The lines you return must be all those in the data that hold the string "below".

═══ THE DATA

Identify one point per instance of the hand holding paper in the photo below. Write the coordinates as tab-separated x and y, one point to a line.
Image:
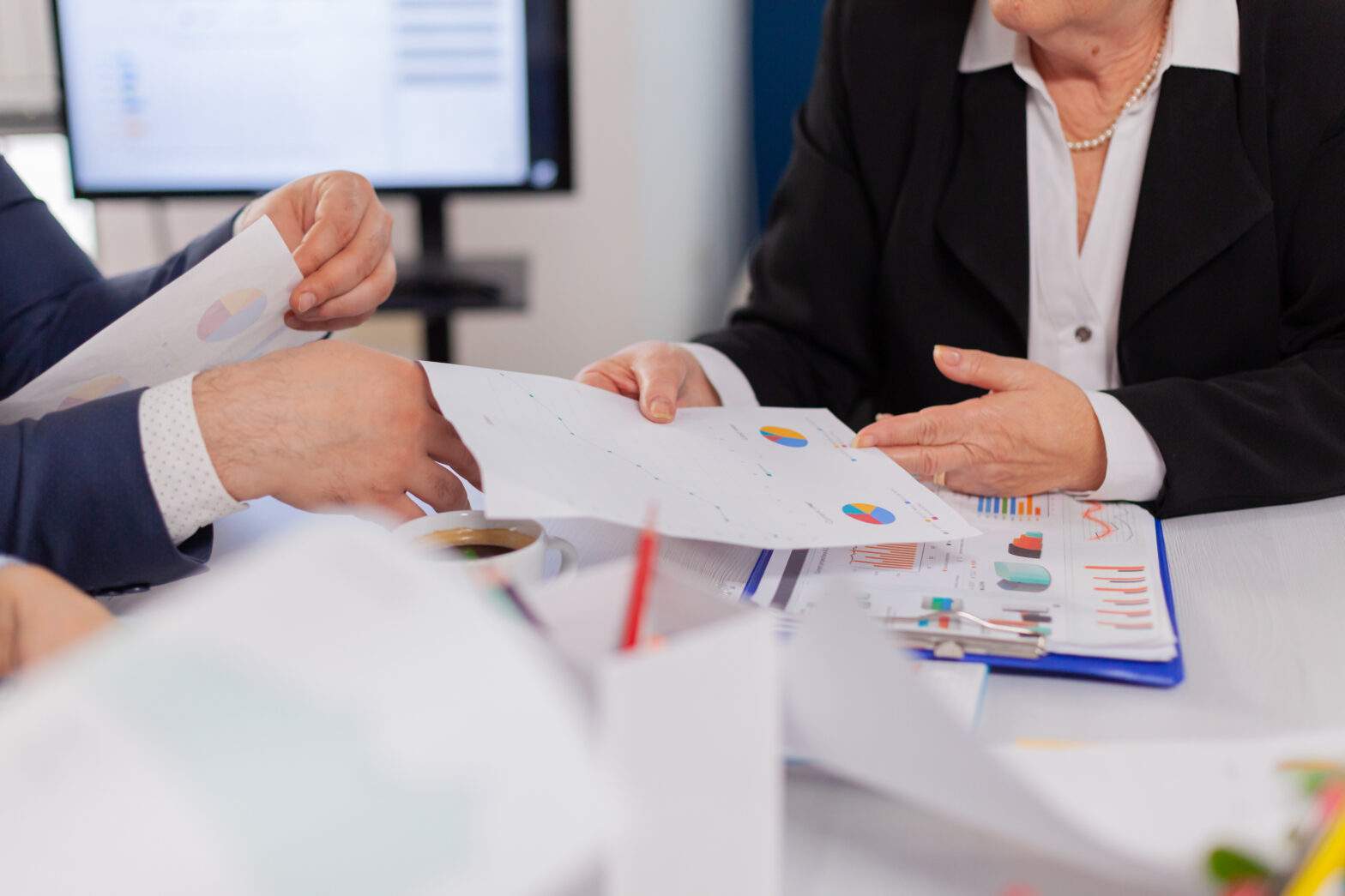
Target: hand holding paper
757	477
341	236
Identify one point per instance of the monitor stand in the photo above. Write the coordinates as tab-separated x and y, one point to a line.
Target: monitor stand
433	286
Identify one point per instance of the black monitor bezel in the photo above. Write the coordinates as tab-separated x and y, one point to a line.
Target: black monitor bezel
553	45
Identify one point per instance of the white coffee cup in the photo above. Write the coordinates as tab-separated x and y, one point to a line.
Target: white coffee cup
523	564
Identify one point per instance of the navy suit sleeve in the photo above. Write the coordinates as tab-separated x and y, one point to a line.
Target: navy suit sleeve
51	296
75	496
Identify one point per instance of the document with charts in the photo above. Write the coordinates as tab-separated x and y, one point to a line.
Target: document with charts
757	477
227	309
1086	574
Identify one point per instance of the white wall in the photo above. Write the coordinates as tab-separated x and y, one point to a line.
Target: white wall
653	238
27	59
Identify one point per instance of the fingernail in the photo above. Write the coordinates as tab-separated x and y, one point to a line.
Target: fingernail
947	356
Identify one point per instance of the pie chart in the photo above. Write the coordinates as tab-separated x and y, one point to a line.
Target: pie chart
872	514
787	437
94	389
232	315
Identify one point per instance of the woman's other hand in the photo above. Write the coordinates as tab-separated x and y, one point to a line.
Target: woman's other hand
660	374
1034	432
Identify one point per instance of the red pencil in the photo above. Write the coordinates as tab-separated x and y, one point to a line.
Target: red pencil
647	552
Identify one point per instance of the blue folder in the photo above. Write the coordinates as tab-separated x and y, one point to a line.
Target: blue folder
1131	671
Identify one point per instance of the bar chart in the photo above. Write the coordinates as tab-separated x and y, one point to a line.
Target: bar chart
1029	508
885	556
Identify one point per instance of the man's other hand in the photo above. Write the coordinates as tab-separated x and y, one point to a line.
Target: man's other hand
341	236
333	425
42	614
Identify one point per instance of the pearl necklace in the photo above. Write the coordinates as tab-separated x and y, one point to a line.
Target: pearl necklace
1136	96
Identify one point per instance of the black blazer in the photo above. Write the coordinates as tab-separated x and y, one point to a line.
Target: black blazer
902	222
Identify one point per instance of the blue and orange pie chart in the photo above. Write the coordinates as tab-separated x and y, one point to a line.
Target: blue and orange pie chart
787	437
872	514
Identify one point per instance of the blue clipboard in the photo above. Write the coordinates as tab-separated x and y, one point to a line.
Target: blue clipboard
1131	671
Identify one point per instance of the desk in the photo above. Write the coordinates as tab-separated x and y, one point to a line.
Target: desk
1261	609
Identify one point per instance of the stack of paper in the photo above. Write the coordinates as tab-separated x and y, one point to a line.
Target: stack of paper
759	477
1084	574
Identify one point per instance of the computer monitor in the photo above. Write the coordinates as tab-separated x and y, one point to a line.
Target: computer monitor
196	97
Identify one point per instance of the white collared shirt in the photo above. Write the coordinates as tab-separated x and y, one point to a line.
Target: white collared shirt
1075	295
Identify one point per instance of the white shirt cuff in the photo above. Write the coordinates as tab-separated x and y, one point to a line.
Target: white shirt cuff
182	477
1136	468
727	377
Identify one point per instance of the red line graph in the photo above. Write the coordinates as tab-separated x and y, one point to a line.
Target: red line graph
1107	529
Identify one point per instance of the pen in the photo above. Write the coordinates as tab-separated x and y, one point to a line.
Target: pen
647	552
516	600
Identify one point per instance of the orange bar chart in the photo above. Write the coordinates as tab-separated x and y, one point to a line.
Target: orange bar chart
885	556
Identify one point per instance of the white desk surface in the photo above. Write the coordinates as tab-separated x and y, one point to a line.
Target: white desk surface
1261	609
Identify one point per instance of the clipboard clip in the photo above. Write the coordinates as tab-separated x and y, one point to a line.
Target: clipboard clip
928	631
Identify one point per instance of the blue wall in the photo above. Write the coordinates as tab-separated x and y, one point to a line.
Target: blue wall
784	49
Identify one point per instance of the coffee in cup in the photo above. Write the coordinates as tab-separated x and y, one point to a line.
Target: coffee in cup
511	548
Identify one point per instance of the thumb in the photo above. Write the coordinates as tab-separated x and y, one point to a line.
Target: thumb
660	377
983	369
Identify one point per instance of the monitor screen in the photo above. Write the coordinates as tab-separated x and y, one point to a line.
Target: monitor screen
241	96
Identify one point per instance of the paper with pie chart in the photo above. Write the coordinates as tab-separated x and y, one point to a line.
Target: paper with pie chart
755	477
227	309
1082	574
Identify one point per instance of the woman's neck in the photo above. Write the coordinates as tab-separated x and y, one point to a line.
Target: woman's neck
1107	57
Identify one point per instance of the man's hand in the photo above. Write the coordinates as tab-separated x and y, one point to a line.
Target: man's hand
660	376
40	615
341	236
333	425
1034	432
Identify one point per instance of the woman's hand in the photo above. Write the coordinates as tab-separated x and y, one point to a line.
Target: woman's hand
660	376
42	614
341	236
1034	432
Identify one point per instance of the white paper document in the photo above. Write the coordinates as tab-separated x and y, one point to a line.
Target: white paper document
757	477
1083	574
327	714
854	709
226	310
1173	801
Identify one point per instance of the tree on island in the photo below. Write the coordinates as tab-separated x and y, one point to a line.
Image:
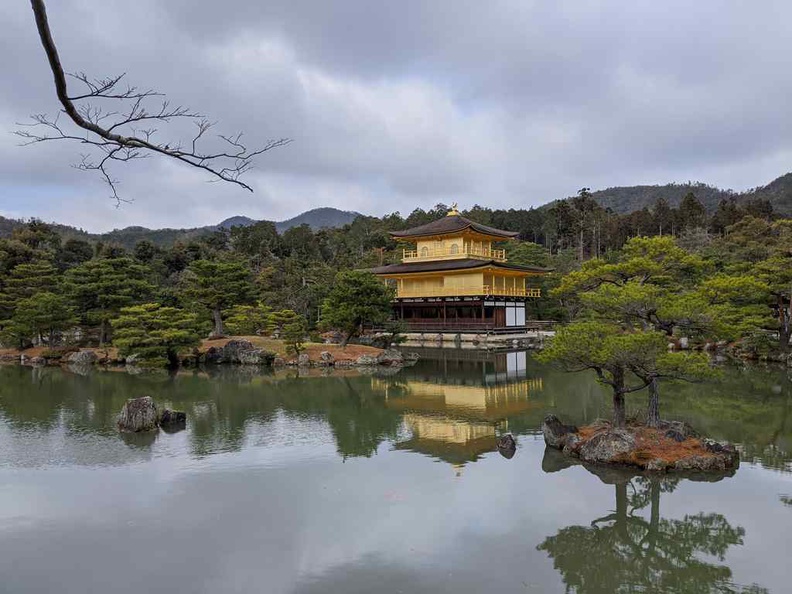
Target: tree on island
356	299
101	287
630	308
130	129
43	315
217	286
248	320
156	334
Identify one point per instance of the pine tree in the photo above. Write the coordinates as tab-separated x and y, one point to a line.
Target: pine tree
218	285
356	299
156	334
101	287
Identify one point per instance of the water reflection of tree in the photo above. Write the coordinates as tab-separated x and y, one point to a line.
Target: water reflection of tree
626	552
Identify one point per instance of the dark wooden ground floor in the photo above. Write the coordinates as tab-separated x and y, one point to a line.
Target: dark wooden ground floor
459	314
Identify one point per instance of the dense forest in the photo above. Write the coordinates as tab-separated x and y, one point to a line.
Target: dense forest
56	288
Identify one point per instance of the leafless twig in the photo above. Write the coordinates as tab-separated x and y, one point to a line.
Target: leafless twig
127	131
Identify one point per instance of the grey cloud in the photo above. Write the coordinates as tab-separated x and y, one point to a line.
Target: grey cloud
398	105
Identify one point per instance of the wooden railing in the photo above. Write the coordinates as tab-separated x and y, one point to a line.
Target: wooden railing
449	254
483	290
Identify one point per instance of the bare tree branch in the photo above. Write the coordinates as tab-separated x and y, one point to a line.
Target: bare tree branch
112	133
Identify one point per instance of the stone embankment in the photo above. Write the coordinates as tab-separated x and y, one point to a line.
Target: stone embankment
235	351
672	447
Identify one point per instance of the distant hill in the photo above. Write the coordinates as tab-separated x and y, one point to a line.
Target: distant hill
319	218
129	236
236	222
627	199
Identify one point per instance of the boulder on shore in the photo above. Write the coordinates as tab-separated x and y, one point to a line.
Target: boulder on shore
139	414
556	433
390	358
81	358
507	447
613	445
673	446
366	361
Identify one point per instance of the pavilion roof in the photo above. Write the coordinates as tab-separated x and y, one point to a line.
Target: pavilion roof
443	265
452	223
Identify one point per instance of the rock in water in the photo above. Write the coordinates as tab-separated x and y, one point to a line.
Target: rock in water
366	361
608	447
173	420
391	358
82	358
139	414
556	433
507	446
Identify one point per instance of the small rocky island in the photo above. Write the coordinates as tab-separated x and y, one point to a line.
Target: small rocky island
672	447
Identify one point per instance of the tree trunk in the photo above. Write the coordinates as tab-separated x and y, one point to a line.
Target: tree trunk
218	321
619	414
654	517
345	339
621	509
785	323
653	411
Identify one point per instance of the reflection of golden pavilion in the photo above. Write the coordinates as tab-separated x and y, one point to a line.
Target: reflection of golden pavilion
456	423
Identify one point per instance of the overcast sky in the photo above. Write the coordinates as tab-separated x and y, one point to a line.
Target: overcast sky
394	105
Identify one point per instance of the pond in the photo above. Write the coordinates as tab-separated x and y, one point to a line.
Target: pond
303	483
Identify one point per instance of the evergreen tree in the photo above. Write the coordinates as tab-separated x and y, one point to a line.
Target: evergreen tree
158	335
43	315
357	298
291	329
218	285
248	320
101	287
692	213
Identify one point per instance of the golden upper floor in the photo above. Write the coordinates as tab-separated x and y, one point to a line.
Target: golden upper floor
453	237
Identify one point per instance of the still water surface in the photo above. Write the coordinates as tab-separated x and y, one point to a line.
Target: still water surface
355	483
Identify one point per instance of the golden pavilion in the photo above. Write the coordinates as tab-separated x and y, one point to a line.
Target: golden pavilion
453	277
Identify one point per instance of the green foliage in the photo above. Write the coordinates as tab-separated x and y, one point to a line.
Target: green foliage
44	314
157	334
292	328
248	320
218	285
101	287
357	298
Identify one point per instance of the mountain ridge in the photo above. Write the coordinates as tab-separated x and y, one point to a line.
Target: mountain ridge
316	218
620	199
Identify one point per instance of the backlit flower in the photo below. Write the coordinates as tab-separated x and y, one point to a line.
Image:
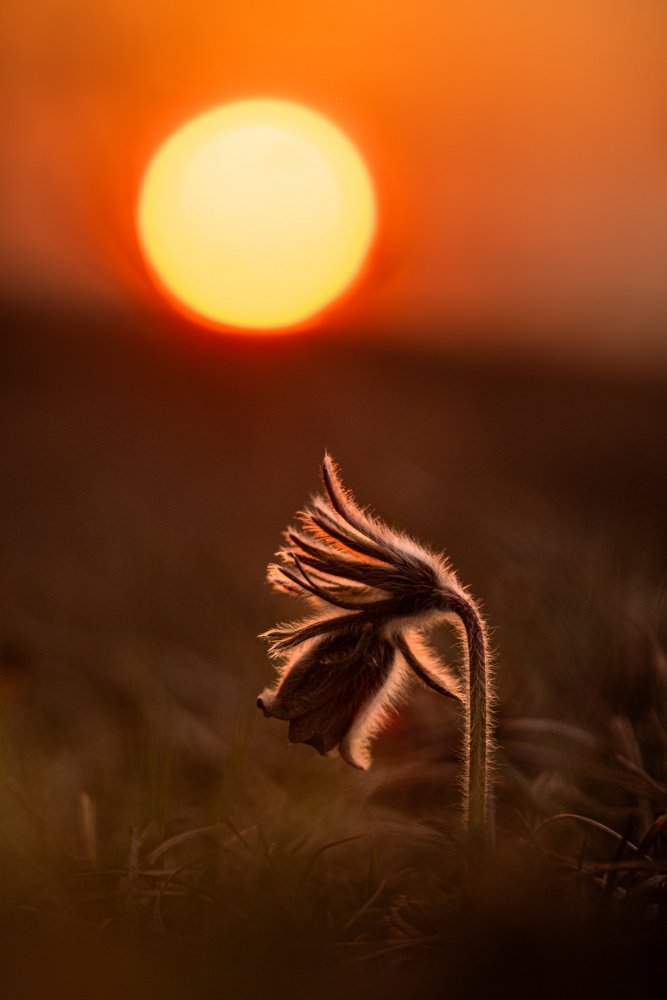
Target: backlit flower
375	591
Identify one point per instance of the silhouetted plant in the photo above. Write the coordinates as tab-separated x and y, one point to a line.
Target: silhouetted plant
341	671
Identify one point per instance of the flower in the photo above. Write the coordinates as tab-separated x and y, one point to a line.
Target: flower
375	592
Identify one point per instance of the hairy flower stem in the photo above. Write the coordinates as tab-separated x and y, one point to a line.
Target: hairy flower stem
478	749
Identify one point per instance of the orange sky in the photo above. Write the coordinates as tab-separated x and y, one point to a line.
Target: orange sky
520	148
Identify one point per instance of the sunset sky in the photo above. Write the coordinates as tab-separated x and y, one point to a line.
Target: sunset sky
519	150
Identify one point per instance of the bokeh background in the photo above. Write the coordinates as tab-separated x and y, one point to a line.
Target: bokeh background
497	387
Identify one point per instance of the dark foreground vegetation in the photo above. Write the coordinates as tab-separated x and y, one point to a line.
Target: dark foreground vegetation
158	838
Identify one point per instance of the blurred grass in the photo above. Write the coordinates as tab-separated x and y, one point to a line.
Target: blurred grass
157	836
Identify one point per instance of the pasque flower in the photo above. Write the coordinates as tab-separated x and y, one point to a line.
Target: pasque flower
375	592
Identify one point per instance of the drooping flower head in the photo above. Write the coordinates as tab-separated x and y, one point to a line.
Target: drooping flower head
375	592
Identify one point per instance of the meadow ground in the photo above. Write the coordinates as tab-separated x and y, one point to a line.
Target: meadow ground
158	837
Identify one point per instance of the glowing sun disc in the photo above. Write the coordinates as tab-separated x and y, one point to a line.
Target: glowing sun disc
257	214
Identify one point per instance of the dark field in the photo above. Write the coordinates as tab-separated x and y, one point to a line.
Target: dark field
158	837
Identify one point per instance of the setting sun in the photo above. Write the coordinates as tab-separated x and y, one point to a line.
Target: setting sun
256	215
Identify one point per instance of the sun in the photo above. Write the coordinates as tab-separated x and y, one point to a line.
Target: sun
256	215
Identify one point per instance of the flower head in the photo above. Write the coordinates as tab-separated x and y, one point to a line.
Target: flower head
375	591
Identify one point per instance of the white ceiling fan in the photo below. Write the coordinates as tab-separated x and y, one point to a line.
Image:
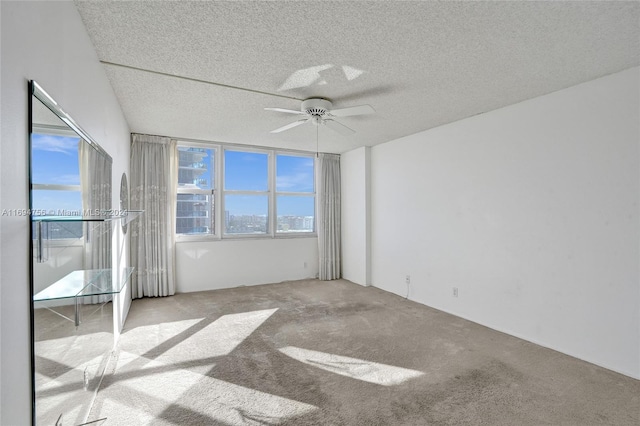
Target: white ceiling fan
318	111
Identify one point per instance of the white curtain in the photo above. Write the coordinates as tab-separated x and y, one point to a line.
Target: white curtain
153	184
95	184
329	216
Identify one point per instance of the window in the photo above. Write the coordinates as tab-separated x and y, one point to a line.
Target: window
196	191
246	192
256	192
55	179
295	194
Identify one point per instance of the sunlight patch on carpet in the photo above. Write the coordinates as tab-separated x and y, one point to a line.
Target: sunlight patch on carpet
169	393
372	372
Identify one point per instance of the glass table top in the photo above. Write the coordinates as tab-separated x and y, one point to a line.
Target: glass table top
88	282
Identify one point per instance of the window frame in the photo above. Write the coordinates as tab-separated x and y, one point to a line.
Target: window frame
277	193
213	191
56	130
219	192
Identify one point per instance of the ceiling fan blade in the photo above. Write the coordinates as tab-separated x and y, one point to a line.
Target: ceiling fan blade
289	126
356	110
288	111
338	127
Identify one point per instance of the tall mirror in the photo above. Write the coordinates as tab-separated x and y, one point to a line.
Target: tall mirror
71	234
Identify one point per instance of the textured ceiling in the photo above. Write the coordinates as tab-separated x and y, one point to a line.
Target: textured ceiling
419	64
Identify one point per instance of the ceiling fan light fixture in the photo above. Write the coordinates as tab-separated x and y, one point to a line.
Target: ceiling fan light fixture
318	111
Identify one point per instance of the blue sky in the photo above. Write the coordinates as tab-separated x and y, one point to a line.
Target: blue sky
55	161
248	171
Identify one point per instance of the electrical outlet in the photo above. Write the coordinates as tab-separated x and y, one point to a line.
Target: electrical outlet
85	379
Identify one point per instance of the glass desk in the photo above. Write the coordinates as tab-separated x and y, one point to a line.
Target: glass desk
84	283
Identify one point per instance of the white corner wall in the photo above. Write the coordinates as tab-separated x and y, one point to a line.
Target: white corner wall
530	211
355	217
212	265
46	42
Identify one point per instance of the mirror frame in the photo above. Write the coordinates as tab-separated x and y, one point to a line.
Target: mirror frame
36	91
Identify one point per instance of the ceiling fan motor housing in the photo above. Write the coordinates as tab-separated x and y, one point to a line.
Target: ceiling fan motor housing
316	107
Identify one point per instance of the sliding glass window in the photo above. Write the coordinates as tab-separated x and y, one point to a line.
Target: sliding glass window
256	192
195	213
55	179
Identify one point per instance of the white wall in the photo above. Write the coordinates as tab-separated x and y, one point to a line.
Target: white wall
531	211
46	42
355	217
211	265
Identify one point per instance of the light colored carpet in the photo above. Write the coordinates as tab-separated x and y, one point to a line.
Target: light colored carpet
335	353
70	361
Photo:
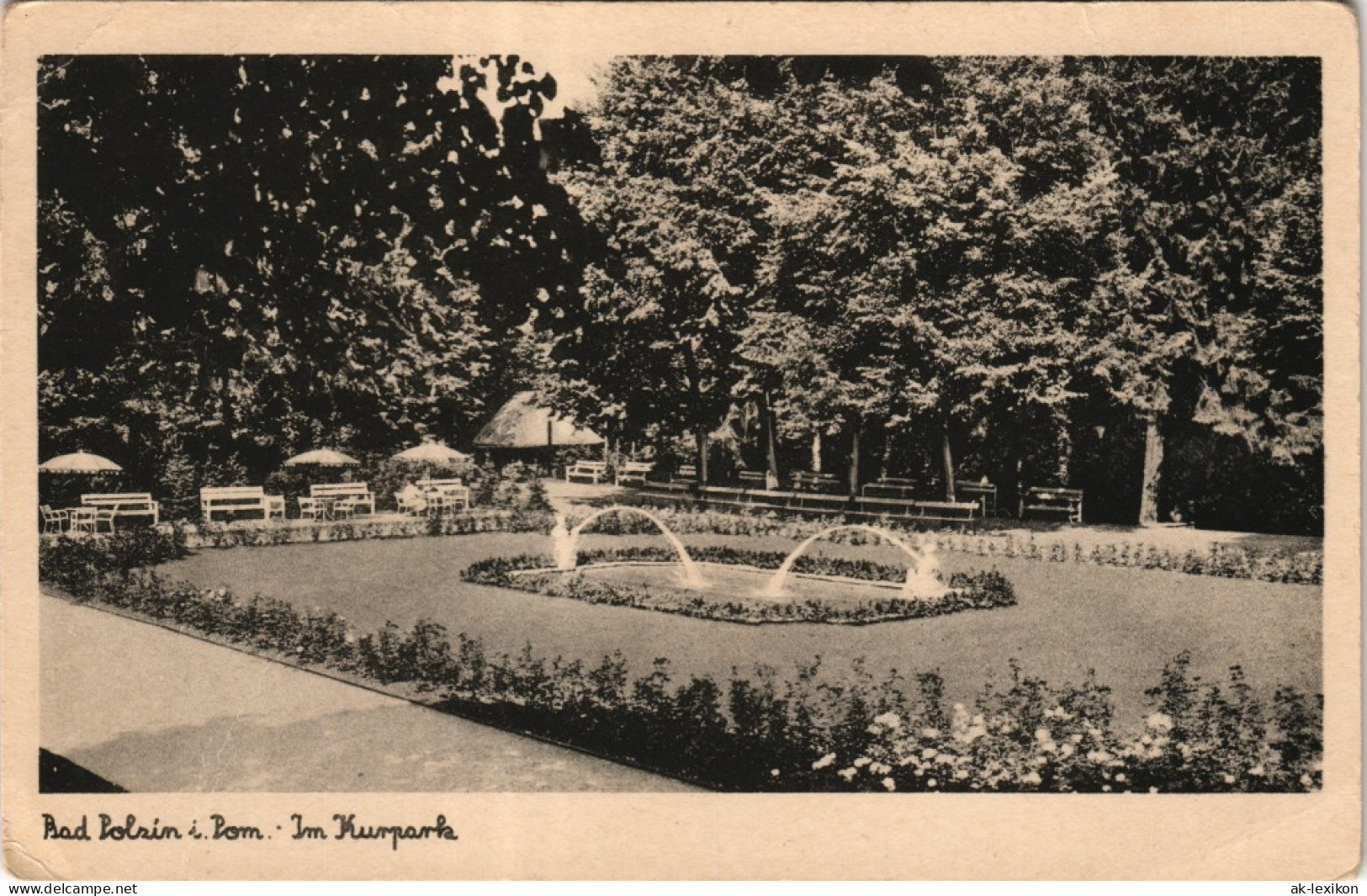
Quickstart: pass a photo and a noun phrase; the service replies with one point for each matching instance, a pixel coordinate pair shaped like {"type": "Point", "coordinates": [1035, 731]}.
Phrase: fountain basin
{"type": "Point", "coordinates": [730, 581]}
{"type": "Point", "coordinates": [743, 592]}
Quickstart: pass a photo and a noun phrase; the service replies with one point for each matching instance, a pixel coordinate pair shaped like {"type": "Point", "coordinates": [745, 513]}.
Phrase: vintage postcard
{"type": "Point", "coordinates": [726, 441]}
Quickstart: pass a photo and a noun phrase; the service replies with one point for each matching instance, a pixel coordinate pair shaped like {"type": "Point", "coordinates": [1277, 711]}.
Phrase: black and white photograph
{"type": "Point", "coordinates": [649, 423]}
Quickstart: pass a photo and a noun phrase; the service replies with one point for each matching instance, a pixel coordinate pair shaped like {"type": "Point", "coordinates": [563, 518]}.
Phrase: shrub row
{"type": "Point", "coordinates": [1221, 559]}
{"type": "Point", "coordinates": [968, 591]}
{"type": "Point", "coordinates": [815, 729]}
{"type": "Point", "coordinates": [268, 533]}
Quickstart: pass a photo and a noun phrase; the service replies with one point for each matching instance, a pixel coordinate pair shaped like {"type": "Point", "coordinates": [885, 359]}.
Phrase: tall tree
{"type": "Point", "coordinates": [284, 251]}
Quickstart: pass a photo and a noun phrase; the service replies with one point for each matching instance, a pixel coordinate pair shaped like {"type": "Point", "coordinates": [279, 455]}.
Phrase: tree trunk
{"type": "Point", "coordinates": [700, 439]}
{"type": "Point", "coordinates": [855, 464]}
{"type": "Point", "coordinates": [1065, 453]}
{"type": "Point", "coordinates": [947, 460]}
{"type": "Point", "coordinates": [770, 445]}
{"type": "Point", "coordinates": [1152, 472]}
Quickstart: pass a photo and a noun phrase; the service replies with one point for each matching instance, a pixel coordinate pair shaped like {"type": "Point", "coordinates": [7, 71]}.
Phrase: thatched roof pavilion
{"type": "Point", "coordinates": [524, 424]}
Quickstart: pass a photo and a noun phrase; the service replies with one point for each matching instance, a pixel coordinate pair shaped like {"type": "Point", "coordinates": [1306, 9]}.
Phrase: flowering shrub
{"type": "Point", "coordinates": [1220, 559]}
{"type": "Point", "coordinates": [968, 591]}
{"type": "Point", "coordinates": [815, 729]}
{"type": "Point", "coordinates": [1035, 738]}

══════

RESULT FOR THIS EXERCISE »
Identify one point per instance of the hand holding paper in the photo below. Write the coordinates as tab-separated x and y, one point to a line.
Identify one point per instance of the tree on island in the photo below. Write the coordinates as tab-separated x and y, one point to a line.
Identify one point per instance of the backlit flower in the photo below. Write the coordinates as tab-separated x and y, one point to a line.
Identify one point per instance of the white ceiling fan in the photo below. Write the coordinates as tab-separated x and y, one point to a line.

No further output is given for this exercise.